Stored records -
--------------------------------------------------

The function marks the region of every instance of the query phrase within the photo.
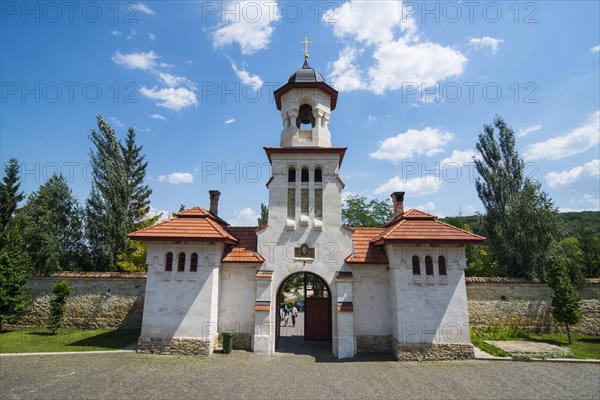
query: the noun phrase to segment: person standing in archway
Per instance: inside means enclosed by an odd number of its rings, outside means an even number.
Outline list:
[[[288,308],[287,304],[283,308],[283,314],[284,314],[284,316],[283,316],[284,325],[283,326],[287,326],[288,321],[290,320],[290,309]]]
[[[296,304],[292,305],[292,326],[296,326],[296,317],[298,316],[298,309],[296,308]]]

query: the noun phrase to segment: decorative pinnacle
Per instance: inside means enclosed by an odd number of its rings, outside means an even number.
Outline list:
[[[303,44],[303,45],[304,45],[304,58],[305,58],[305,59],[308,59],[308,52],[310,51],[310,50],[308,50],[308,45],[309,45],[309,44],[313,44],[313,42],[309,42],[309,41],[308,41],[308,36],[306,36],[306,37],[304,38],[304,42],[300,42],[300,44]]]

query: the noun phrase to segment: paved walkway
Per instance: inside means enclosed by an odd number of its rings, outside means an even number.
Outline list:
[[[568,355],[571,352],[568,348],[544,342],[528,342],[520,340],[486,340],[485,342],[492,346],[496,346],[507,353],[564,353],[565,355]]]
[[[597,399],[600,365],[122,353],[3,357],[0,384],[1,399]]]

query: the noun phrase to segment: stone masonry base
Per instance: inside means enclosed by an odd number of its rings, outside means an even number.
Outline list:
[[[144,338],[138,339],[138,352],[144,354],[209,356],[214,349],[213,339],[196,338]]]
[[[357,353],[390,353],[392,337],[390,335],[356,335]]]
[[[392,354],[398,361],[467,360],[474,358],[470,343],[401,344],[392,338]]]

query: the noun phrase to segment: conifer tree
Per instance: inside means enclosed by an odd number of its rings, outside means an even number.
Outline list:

--------------------------------------------------

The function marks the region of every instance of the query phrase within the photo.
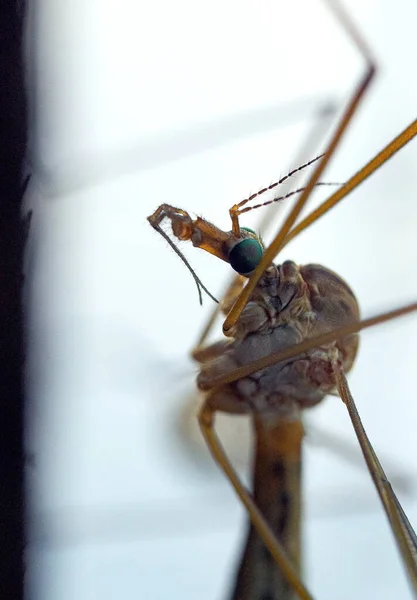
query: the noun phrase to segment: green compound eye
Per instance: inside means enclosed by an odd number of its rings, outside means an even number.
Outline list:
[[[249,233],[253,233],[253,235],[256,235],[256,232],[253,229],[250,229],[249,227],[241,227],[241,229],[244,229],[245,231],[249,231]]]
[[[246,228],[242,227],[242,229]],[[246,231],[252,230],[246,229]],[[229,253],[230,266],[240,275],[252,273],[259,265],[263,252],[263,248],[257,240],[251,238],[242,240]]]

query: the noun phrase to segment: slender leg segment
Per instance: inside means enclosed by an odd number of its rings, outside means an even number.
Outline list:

--------------------------------------------------

PROBLEM TO WORK ON - Look back at the data above. Transcribe exactly the lines starting at the line that contains "query: the noun phrase to segment: stone" and ending at the line that contains "query: the noun phrase to segment: conifer".

ANSWER FOR THE TASK -
query: the noun phrase to segment: stone masonry base
Per instance: inside means enclosed by an odd number of its rings, outside means an even number.
Outline list:
[[[144,338],[138,339],[138,352],[144,354],[209,356],[214,349],[213,339],[196,338]]]
[[[357,353],[390,353],[392,337],[390,335],[356,335]]]
[[[392,354],[398,361],[467,360],[474,358],[470,343],[401,344],[392,338]]]

query: the noun phrase to segment: conifer tree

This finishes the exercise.